== PROVIDED RECORDS
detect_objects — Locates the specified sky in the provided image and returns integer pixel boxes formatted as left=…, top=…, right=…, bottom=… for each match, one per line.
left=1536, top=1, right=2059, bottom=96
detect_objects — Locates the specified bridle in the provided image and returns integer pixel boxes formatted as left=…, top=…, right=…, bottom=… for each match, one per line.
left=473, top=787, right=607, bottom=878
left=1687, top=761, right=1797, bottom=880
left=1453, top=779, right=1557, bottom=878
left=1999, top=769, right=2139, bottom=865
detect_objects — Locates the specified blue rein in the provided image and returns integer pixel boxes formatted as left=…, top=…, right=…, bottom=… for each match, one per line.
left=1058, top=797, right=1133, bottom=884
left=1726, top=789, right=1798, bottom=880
====
WHAT YOU SHOULD DO: Write the data out in full, matching every line exactly.

RESULT:
detect_objects — Locates the specified sky in the provided image and returns integer pixel boxes formatted as left=…, top=…, right=…, bottom=… for each match, one per line.
left=1536, top=1, right=2059, bottom=96
detect_objects — Locates the specified bridle in the provided image and returns integer pixel boxes formatted as left=…, top=…, right=…, bottom=… for each match, one per line.
left=473, top=787, right=607, bottom=878
left=1687, top=761, right=1797, bottom=880
left=1453, top=779, right=1557, bottom=878
left=1999, top=769, right=2139, bottom=865
detect_objects — Locates the specified blue rein in the provided image and returns integer pixel boxes formatted as left=…, top=…, right=…, bottom=… for each match, one per line.
left=1058, top=797, right=1133, bottom=884
left=1726, top=789, right=1798, bottom=880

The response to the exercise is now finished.